[Collected data entries]
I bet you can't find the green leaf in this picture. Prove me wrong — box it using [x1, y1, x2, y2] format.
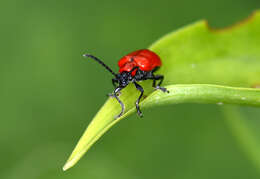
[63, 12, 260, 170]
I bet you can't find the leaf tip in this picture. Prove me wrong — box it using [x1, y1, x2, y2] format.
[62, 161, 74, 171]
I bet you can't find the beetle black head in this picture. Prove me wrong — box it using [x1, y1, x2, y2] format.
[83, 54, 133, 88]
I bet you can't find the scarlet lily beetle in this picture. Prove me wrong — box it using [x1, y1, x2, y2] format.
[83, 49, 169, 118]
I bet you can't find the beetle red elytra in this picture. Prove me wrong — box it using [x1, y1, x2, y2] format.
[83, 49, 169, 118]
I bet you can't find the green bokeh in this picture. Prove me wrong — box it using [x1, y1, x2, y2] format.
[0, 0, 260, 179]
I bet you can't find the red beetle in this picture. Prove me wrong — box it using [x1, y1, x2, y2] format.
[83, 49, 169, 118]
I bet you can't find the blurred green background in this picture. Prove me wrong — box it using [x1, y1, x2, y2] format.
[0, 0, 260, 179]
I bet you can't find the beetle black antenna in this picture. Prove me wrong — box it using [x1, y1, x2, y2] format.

* * *

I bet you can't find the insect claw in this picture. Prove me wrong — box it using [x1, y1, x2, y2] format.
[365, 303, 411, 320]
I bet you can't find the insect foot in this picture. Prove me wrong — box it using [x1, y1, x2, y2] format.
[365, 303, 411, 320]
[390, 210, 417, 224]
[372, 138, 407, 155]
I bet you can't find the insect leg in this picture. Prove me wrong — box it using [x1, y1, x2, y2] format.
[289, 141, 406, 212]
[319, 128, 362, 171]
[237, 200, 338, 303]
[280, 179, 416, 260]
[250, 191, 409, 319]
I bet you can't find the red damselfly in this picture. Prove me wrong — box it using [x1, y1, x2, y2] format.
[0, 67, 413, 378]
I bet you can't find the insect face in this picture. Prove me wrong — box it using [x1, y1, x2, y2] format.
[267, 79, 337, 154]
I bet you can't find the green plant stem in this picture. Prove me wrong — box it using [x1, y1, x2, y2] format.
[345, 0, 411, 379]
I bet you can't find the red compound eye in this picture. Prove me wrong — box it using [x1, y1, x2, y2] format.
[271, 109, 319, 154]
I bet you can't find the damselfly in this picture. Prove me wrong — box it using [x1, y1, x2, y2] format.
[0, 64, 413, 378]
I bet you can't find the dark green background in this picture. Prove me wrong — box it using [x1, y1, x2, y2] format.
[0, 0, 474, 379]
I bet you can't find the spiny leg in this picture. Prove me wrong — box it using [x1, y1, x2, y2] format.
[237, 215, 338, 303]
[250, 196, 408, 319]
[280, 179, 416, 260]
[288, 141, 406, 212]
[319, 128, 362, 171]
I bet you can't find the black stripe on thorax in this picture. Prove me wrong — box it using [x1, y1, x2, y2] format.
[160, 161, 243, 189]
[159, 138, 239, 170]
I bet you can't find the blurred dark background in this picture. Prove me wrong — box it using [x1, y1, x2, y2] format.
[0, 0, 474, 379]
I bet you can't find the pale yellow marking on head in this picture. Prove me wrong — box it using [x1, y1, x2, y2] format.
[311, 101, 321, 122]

## Exercise directions
In the rows above, recast the lines from the one containing "I bet you can't find the green leaf" through the one containing "[62, 161, 74, 171]" as a numbered list, skipping blank lines. Leave the pictures out of the answer.

## The output
1. I bet you can't find the green leaf in this picture. Prove me wrong — box it using [x1, y1, x2, y2] format.
2. [63, 12, 260, 170]
3. I bet you can't find the leaf tip in this picture. Prove me wrong — box it using [x1, y1, x2, y2] format.
4. [62, 161, 74, 171]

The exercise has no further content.